[SET EXERCISE 1]:
Copy the stored data rows below word for word, leaving out the pictures.

[PAGE EXCERPT]:
━━━━━━━━
Live album by Ana Carolina and Seu Jorge
- Released: November 28, 2005 (Brazil) June 11, 2006 (World)
- Recorded: August 15, 2005
- Venue: Tom Brasil, São Paulo, Brazil
- Genre: MPB, alternative dance, pop, acoustic, bossa nova, samba
- Length: 56:12
- Language: Portuguese
- Label: Sony BMG
- Director: Mariana Jorge
- Producer: Ana Carolina

= Ana & Jorge =

Ana & Jorge is a live album recorded by Brazilian singers Ana Carolina and Seu Jorge, and released on CD and DVD on November 28, 2005 through Sony BMG. In Brazil it was awarded Triple Platinum certification, as more than 300,000 copies were sold in the country.

== Background ==
Recorded at the Tom Brasil, in São Paulo, the show featured acoustic versions of hit songs from both singers' careers thus far, such as "São Gonça", "Carolina" and "Chatterton" (by Seu Jorge); and "Pra Rua Me Levar", "Garganta" and "Vestido Estampado" (by Ana Carolina).

The show also featured new songs such as "Nega Marrenta", "Notícias Populares" (later rerecorded by Ana as a double album "Dois Quartos", which in this show are just on the DVD), "Brasil Corrupção" (Ana Carolina's duet with Tom Zé) and "É Isso Aí" the Portuguese version of The Blower's Daughter, by the Irish musician Damien Rice, who was considered the most successful song on the album, being released as the first single.
━━━━━━━━
[Stored data]
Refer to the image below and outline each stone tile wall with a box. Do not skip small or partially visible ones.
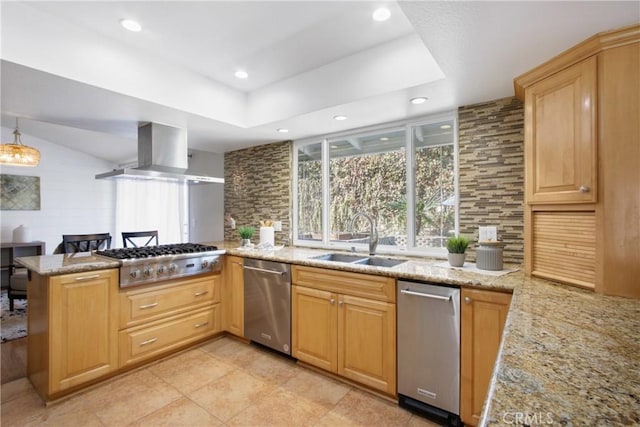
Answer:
[458,98,524,264]
[224,141,293,244]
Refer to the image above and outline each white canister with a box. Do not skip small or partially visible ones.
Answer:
[13,224,31,243]
[260,227,275,246]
━━━━━━━━
[SET EXERCISE 2]:
In the Ana & Jorge article, swap "duet" for "collaboration" and give back the part that opens with "The show also" and closes with "the first single.".

[TASK OUTPUT 1]:
Refer to the image below and outline each stone tile wall with a box. Do not skip small or partially visible ones.
Answer:
[458,98,524,264]
[224,141,293,244]
Refer to the image above and outline each white canister with a box. Do not skip small or partially visible ones.
Answer:
[13,224,31,243]
[260,227,275,246]

[TASK OUTPUT 2]:
The show also featured new songs such as "Nega Marrenta", "Notícias Populares" (later rerecorded by Ana as a double album "Dois Quartos", which in this show are just on the DVD), "Brasil Corrupção" (Ana Carolina's collaboration with Tom Zé) and "É Isso Aí" the Portuguese version of The Blower's Daughter, by the Irish musician Damien Rice, who was considered the most successful song on the album, being released as the first single.